══ Materials provided

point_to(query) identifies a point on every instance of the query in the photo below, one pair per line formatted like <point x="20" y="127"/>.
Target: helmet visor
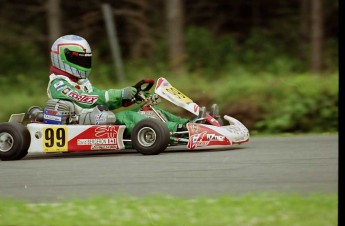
<point x="78" y="58"/>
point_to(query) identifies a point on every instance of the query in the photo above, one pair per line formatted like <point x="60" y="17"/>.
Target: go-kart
<point x="149" y="137"/>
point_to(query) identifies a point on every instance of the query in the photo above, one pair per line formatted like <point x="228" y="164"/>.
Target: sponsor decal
<point x="178" y="94"/>
<point x="66" y="90"/>
<point x="104" y="147"/>
<point x="106" y="131"/>
<point x="58" y="84"/>
<point x="97" y="138"/>
<point x="197" y="140"/>
<point x="52" y="117"/>
<point x="100" y="118"/>
<point x="201" y="135"/>
<point x="81" y="98"/>
<point x="55" y="139"/>
<point x="61" y="88"/>
<point x="96" y="141"/>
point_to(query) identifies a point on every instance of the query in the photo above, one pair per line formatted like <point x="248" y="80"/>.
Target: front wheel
<point x="14" y="141"/>
<point x="150" y="136"/>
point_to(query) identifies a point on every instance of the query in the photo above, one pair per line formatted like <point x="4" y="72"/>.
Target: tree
<point x="175" y="22"/>
<point x="316" y="36"/>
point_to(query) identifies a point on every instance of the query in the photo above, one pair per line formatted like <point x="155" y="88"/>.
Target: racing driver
<point x="71" y="65"/>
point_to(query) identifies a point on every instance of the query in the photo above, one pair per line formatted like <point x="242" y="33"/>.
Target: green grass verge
<point x="253" y="209"/>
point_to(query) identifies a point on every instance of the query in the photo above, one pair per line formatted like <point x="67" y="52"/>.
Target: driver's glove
<point x="128" y="93"/>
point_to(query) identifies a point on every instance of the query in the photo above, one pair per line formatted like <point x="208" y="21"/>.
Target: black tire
<point x="14" y="141"/>
<point x="150" y="136"/>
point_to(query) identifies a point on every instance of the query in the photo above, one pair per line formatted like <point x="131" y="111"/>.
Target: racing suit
<point x="85" y="96"/>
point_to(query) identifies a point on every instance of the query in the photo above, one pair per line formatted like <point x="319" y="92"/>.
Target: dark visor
<point x="78" y="58"/>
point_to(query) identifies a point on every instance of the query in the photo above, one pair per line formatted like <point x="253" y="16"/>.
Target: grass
<point x="251" y="209"/>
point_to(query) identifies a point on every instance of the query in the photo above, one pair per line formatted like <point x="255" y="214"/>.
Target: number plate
<point x="55" y="139"/>
<point x="178" y="95"/>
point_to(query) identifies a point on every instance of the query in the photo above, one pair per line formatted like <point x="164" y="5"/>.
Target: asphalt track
<point x="297" y="164"/>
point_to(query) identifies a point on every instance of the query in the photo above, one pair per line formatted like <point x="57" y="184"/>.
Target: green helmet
<point x="72" y="54"/>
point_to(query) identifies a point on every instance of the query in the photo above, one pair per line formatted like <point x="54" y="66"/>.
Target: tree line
<point x="172" y="30"/>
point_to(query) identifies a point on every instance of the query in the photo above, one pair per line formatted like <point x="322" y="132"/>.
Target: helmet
<point x="72" y="54"/>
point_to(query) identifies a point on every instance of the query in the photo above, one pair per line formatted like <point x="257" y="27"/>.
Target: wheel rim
<point x="6" y="142"/>
<point x="146" y="136"/>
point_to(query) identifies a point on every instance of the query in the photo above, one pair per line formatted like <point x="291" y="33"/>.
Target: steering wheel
<point x="143" y="85"/>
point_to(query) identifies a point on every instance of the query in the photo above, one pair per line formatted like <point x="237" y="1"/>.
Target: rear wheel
<point x="150" y="136"/>
<point x="14" y="141"/>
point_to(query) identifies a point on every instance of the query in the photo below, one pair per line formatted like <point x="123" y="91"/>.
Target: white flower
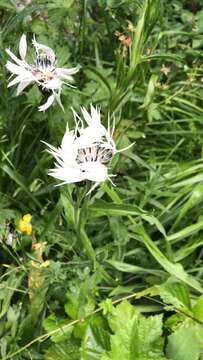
<point x="44" y="72"/>
<point x="84" y="153"/>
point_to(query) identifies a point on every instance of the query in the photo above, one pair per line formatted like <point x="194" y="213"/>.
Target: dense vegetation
<point x="117" y="274"/>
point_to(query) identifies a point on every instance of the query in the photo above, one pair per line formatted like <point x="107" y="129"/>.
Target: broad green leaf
<point x="134" y="336"/>
<point x="175" y="293"/>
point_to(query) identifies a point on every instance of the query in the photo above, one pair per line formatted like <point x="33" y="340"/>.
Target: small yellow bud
<point x="25" y="225"/>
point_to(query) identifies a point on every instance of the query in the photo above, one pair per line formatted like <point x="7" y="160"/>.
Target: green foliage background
<point x="125" y="273"/>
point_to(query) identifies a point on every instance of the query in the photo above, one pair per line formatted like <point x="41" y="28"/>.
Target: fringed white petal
<point x="18" y="61"/>
<point x="16" y="69"/>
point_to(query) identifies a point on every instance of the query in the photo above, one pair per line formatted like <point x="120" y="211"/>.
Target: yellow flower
<point x="25" y="225"/>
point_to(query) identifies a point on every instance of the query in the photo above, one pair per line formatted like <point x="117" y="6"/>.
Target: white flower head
<point x="86" y="152"/>
<point x="44" y="72"/>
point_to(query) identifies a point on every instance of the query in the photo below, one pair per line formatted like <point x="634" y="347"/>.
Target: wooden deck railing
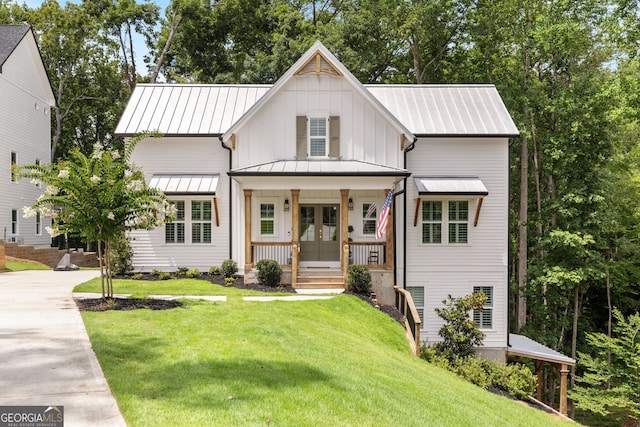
<point x="404" y="303"/>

════

For this exercise, return the records above in full and exactly, omitting the images.

point_to(query) identifies a point on every instance of the query in the photo below, one pair per line formatted like <point x="20" y="127"/>.
Target: helmet visor
<point x="78" y="58"/>
point_to(query) identifies a point on every instance of the query in the photo above, one pair per line formatted like <point x="60" y="17"/>.
Target: go-kart
<point x="149" y="137"/>
point_to(query) identifies a point on every instance of the query in the photo above, one pair per line formatted like <point x="228" y="164"/>.
Target: sponsor decal
<point x="178" y="94"/>
<point x="66" y="90"/>
<point x="104" y="147"/>
<point x="106" y="131"/>
<point x="58" y="84"/>
<point x="97" y="138"/>
<point x="197" y="140"/>
<point x="52" y="117"/>
<point x="100" y="118"/>
<point x="201" y="135"/>
<point x="81" y="98"/>
<point x="55" y="139"/>
<point x="61" y="88"/>
<point x="96" y="141"/>
point_to(query) identifies a point on every instance of the query in the photo above, one pair per line formatted like <point x="248" y="80"/>.
Target: front wheel
<point x="14" y="141"/>
<point x="150" y="136"/>
point_to(query) identifies a point on every instance of the query in the photo above, one pair per line formatted like <point x="4" y="72"/>.
Target: tree
<point x="175" y="22"/>
<point x="316" y="36"/>
point_to(query) identifies a point on every instance of the query in the photo above, one pair per line formatted like <point x="155" y="88"/>.
Target: racing driver
<point x="71" y="65"/>
point_to(query) identifies a point on every instance of the query in the photo above, one pair per line formatted like <point x="242" y="33"/>.
Target: green grass verge
<point x="253" y="209"/>
point_to(query) identifies a point on every instance of the query in the photo above, one pair per line formatted like <point x="67" y="52"/>.
Target: driver's glove
<point x="128" y="93"/>
point_to(query) identifies a point on every instance of the query in the photo above, one pair per line formatted like <point x="208" y="21"/>.
Target: black tire
<point x="14" y="141"/>
<point x="150" y="136"/>
point_to(query) identifies a point on every instance of the query in the photo above, one pair per line formatted like <point x="131" y="111"/>.
Target: racing suit
<point x="85" y="96"/>
point_to(query) identifies a point on every instance of the query in the photo above, one pair per line formatted like <point x="319" y="92"/>.
Target: dark visor
<point x="78" y="58"/>
point_to(query) identifies a point on every instance of the query in the photo above, one pair per line formatted like <point x="253" y="16"/>.
Target: grass
<point x="251" y="209"/>
point_to(query) identifies a point on every instance of the query in the photo above, one pair per line formatted like <point x="255" y="214"/>.
Target: number plate
<point x="55" y="139"/>
<point x="178" y="95"/>
point_to(query) identifies a point on every instance of the query in the photo above, one pair per line formatted like <point x="164" y="5"/>.
Target: asphalt track
<point x="297" y="164"/>
point_to(query) identifies a point on every instance of the query in the photo above, one pair per line formatted like <point x="57" y="184"/>.
Target: green helmet
<point x="72" y="54"/>
point_to(query) identifies a point on every instance of the query in the photo above, one pair per line formatted like <point x="54" y="66"/>.
Target: tree line
<point x="172" y="30"/>
point_to(query) identifies a point on every instance of the query in the photo above, one pair per line formatted like <point x="322" y="132"/>.
Target: helmet
<point x="72" y="54"/>
point_to(query) identifies a point on every instance of the query in the photo above, one pair per line formatted like <point x="257" y="27"/>.
Target: wheel rim
<point x="6" y="142"/>
<point x="146" y="136"/>
point_to(query) identifies a point on every instance of the query in the photo above, one pair per line formatted like <point x="291" y="33"/>.
Target: steering wheel
<point x="143" y="85"/>
point_to(query) identifies a point on every instance of the query in the photo above, one pair per line formatted like <point x="237" y="1"/>.
Target: rear wheel
<point x="150" y="136"/>
<point x="14" y="141"/>
point_to(query) identifies a point on every instance of the query in the photo below, one pair per line formatted like <point x="123" y="91"/>.
Target: white flower
<point x="44" y="72"/>
<point x="84" y="153"/>
point_to(query) identifies a point on every instance of the query in the photo above, one pair per line formatted like <point x="194" y="213"/>.
Target: dense vegetation
<point x="117" y="274"/>
point_to(query) identifies a point on every instance of the query in the photo above, one pair per line formatted like <point x="107" y="129"/>.
Target: broad green leaf
<point x="134" y="336"/>
<point x="175" y="293"/>
point_to(query) identifies a point on every instance of the query in the photo above, one pair per line formatted like <point x="33" y="340"/>.
Target: small yellow bud
<point x="25" y="225"/>
point_to(query) identifies a point on every instance of the query in the photo above, one pair per line formatted like <point x="7" y="160"/>.
Target: green foliage background
<point x="125" y="273"/>
point_to(query) identifies a point on every instance of the query in the photo above, one pair per line formatted like <point x="41" y="28"/>.
Target: fringed white petal
<point x="18" y="61"/>
<point x="16" y="69"/>
point_to(query) identifies a point on every instance of the query in the photo above, one pair per line formatted like <point x="120" y="211"/>.
Target: yellow flower
<point x="25" y="225"/>
point_to(query) identifies a point on every instance of the query in the photo above, one pair per line formatted like <point x="117" y="6"/>.
Target: white flower head
<point x="86" y="152"/>
<point x="44" y="72"/>
point_to(query) identifies a point on every instance of the query in the photo below, one pair per line formatted like <point x="634" y="347"/>.
Target: wooden deck railing
<point x="404" y="303"/>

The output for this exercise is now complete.